§ DATA FOR PROCESSING:

○ ○ ○

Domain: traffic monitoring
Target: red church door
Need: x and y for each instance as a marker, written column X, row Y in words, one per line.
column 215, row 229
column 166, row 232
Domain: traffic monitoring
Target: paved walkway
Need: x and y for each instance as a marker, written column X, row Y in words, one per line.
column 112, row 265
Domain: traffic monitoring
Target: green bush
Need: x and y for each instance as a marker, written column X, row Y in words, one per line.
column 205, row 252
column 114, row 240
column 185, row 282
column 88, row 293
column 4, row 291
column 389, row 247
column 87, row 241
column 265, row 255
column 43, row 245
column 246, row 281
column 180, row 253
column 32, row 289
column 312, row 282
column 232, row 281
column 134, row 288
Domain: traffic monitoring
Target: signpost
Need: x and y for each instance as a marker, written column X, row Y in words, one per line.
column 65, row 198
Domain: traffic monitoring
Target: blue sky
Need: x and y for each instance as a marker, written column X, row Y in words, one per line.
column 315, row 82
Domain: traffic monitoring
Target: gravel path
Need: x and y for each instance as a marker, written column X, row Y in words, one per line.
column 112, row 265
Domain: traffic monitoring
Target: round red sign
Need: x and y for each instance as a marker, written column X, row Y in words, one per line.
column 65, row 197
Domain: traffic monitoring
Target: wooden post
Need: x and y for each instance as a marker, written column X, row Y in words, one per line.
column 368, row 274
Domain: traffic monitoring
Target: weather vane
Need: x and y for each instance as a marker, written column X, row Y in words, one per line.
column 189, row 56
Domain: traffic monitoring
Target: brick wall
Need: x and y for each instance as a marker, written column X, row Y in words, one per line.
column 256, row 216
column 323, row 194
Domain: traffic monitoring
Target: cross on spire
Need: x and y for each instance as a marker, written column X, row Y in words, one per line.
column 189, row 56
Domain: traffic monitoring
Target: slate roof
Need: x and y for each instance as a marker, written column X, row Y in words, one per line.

○ ○ ○

§ ACTIVITY: Quote the listing in full, please, keeping every line exact.

§ COMPLETED TASK:
Domain: traffic monitoring
Target: red church door
Need: x and y for each instance as a marker, written column X, row Y in words, one per line.
column 215, row 229
column 166, row 232
Domain: traffic monitoring
Target: paved walkway
Need: x and y for each instance as a marker, written column X, row Y in words, one per line.
column 112, row 265
Domain: traffic monitoring
Target: green bush
Need: x and y for each instance as a marker, written column X, row Y in words, one per line.
column 205, row 252
column 114, row 240
column 185, row 282
column 88, row 293
column 4, row 291
column 389, row 247
column 87, row 241
column 265, row 255
column 43, row 245
column 246, row 281
column 180, row 253
column 32, row 289
column 312, row 282
column 232, row 281
column 134, row 288
Domain: traffic monitoring
Target: signpost
Need: x and y for each instance as a marker, written column X, row Y in words, one per line.
column 65, row 198
Domain: traffic monitoring
Target: blue sky
Need: x and y for each instance as a marker, written column X, row Y in words, one per line.
column 315, row 82
Domain: traffic monitoring
Target: gravel path
Need: x and y for each instance as a marker, written column X, row Y in words, one per line.
column 112, row 265
Domain: traffic monitoring
Target: round red sign
Need: x and y for each instance as a marker, written column X, row Y in words, one per line.
column 65, row 197
Domain: traffic monitoring
Target: wooden post
Need: x and y for each instance as a marker, written column X, row Y in words, one per line.
column 368, row 274
Domain: traffic monitoring
Target: weather vane
Need: x and y for each instance as a marker, written column X, row Y in words, one per line.
column 189, row 56
Domain: traffic monitoring
Target: brick wall
Need: x and y for each instance as a marker, written column X, row Y in words, one per line.
column 256, row 216
column 323, row 194
Domain: traffic monitoring
Target: cross on spire
Need: x and y for each instance as a marker, written column X, row Y in words, one per line.
column 189, row 56
Domain: traffic monitoring
Target: slate roof
Need: x and y for each instance as a marker, written column X, row Y in words, one per line.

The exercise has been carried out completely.